-- Stated exercise --
Take the data that follows and retype it word for word.

-- Stored records --
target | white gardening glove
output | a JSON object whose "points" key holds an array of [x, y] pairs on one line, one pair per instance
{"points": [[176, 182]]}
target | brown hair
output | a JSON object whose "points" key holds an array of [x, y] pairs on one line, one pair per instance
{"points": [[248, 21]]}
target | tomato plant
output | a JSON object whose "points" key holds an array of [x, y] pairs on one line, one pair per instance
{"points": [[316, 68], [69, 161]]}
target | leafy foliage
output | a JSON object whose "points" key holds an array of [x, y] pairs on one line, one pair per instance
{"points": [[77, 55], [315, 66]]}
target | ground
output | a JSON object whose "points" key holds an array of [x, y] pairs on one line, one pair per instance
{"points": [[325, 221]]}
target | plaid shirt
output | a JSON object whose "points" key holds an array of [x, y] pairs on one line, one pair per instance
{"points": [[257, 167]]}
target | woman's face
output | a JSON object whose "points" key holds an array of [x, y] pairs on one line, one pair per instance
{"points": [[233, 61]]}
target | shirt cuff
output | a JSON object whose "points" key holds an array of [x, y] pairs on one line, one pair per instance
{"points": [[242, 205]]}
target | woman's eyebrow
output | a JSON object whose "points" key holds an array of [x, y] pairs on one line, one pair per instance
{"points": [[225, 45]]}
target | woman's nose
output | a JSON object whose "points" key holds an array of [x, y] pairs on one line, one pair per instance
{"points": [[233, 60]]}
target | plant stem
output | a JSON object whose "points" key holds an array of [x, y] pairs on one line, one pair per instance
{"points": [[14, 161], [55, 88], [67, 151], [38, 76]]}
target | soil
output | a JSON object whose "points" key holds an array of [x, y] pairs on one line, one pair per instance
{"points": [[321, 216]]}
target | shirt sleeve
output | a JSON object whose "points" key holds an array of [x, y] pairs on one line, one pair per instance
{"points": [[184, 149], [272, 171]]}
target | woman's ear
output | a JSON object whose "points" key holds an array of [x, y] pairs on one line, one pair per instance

-- Task solution --
target | white gardening glove
output | a JSON object whose "points" key holds an array of [x, y] pairs on one line, one pair per instance
{"points": [[176, 182]]}
target | brown hair
output | a JSON object whose "points" key holds an array of [x, y] pairs on one line, one pair per instance
{"points": [[248, 21]]}
target | tomato plant
output | a JSON object whose "points" key holds an array of [x, y] pairs on one line, one pair per instance
{"points": [[316, 68], [69, 161]]}
target | leafy foliage
output | a JSON object whose "points" key holds an array of [x, y] pairs on one line, one pair per instance
{"points": [[77, 55], [315, 66]]}
target | ground
output | a JSON object whose "points" key holds an array of [x, y] pairs on one line, one pair per instance
{"points": [[325, 221]]}
target | plaid shirt
output | a JSON object whose "points" key holds an array of [x, y] pairs on one line, one pair per instance
{"points": [[257, 167]]}
target | woman's face
output | a JSON object whose "points" key holds an array of [x, y] pairs on one line, one pair per instance
{"points": [[233, 61]]}
target | shirt cuff
output | a JSON object whose "points" key holds an array of [x, y] pairs on one line, one pair per instance
{"points": [[242, 205]]}
target | woman's eyebrow
output | a JSON object whose "points" key holds an array of [x, y] pairs on one line, one pair per instance
{"points": [[225, 45]]}
target | woman's nose
output | a JSON object whose "points" key holds an array of [x, y] pairs on one line, one pair per instance
{"points": [[233, 60]]}
target | plant stem
output | a JSON object whose "points" key holds an array of [x, y] pairs on one line, one pair per instance
{"points": [[14, 161], [55, 88], [67, 151], [38, 76]]}
target | soil
output | a JSON object whose "points" key holds an array of [x, y] pairs on one line, one pair per instance
{"points": [[321, 216]]}
target | shirt sleeve
output | a JSON object whose "points" key holds an array of [x, y] pairs on one line, one pair per instance
{"points": [[184, 149], [272, 171]]}
target | woman's ear
output | a JSON object whose "points" key holds an array of [x, y] pairs on one line, one pair per instance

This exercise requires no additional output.